▶ _Written request_
Please present the data below as a numbered list, one line per item, with blank lines omitted and the pictures left out.

▶ _Input records_

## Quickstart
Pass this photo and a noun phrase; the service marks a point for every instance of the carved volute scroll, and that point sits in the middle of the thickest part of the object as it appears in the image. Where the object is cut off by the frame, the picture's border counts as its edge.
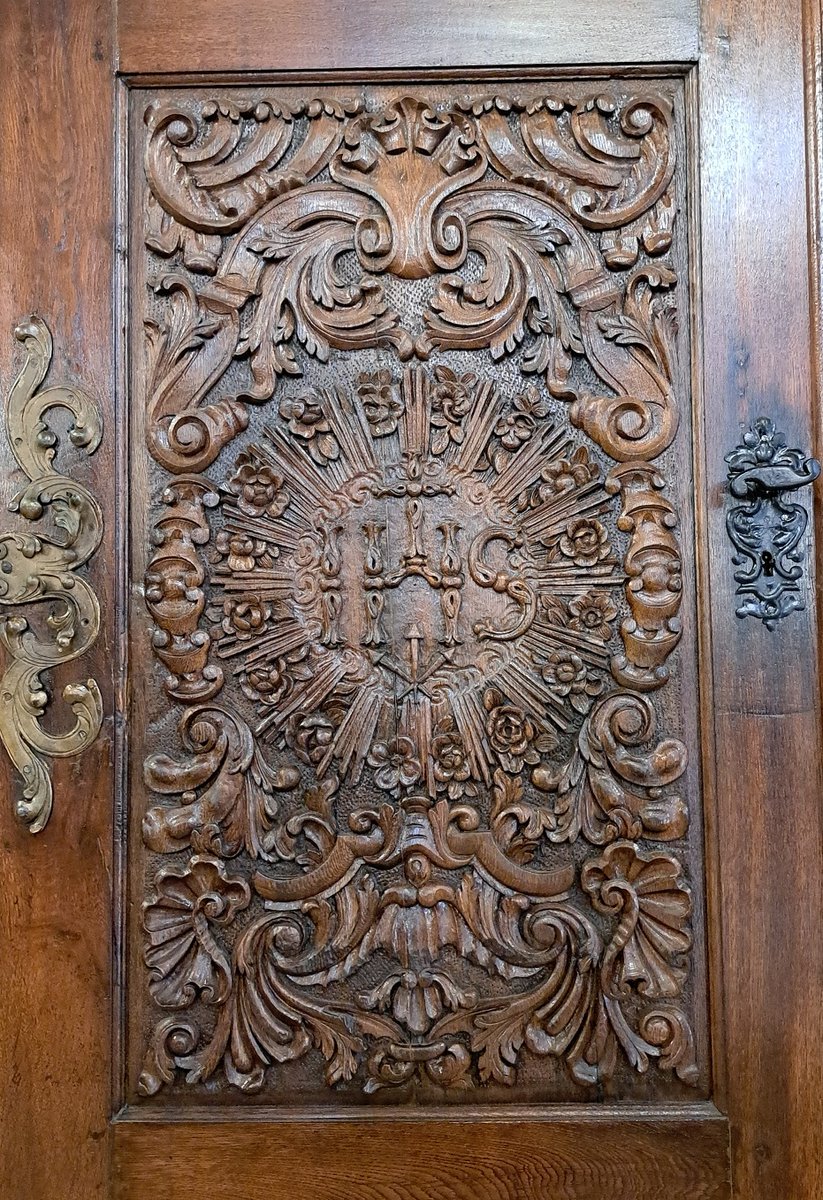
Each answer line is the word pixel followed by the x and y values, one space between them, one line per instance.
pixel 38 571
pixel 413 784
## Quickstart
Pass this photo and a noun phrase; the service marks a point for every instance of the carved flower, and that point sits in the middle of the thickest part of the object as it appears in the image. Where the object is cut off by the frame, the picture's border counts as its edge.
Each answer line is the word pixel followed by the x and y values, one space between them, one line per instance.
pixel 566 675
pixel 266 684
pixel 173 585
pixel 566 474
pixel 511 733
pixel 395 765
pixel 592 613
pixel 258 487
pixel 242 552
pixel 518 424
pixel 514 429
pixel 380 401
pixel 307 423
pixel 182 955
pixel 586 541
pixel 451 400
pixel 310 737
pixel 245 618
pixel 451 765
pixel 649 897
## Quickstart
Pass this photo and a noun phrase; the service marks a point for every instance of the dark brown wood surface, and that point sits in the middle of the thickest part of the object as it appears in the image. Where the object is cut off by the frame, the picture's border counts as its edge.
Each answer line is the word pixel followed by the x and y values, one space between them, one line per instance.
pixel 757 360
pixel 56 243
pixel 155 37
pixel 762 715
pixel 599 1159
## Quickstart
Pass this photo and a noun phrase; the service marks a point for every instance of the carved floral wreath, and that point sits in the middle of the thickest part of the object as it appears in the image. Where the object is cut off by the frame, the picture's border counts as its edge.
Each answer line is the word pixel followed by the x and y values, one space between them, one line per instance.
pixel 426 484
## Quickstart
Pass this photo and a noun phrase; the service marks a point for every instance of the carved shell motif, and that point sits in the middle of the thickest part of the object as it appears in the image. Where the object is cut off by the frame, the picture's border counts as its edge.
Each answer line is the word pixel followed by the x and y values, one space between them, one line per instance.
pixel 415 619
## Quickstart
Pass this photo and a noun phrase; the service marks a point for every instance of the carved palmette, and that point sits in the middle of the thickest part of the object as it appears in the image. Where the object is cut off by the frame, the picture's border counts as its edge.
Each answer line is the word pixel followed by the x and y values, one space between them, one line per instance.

▶ _Expected answer_
1. ## Quickstart
2. Pass this photo and a noun phrase; the service marks a point for every instance of the carved volute scroll, and that point sits in the middle of the thickest part of the object as it appears in the image. Where the object is cut off by the frame, the picture's border counts as its edge.
3. Each answer line is the word pixel followed by the x and y values, one space between them, one line per instance.
4. pixel 38 571
5. pixel 413 784
6. ## Quickstart
7. Pass this photo and a noun phrase; the service marks a point for every instance of the carved flower, and that point sits in the middle of the thickest part of the object as it appears in the image. Where the object is cut off by the frame, the picture's border counts as its edge.
8. Each answer line is the word pixel followed by the x and y values, one space between them, one line per instance.
9. pixel 566 675
10. pixel 266 684
11. pixel 173 585
12. pixel 566 474
13. pixel 511 733
14. pixel 395 765
15. pixel 592 613
16. pixel 258 487
17. pixel 242 552
18. pixel 518 424
19. pixel 514 429
20. pixel 380 401
21. pixel 307 423
22. pixel 182 955
23. pixel 586 541
24. pixel 451 400
25. pixel 310 737
26. pixel 245 618
27. pixel 451 765
28. pixel 649 897
29. ## Quickstart
30. Pass this photo and a noun phrase; the service marks a point for every instance of the dark brown wood surface, and that point sits in the middle of the thickest part of the object as it appears in the image. Where the object is cut off by the frame, the picture's border counts as its edge.
31. Each answer line is the word pixel followed by the x and y values, one space between them, one line per instance.
32. pixel 757 360
33. pixel 56 243
34. pixel 155 37
35. pixel 762 715
36. pixel 599 1159
37. ## Quickstart
38. Pass this photo and a noun phrase; the service marks a point for every instance of the carved floral wreath, and that point sits in the middle of the thickest part of the object as it appears in the image. Where the object is cut off by the frame, the picture's border counts as its edge.
39. Each answer line is the word pixel followed by the x and y values, one space between them, one line per instance.
40. pixel 426 484
41. ## Quickstart
42. Pass this photo and a noun phrase; the service marks a point for every instance of the carved shell motif, and that point sits in the middle of the thickest part of the object as it appears in the image. Where the object is cut off by the frame, the picture's border counts as its edge.
43. Each answer line is the word pixel followed by the x and y values, one space between them, one line per instance.
44. pixel 415 619
45. ## Quickstart
46. Pass this photo and a noun phrase; the service marks a point for every instance of the carved palmette, and that point sits in the middle of the thickest part of the object as it appears in the image. Where the object is cut off by the frame, the picture's border counts as its edge.
47. Each answer line is the word pixel followed by the x and y values, one space between them, one line per instance.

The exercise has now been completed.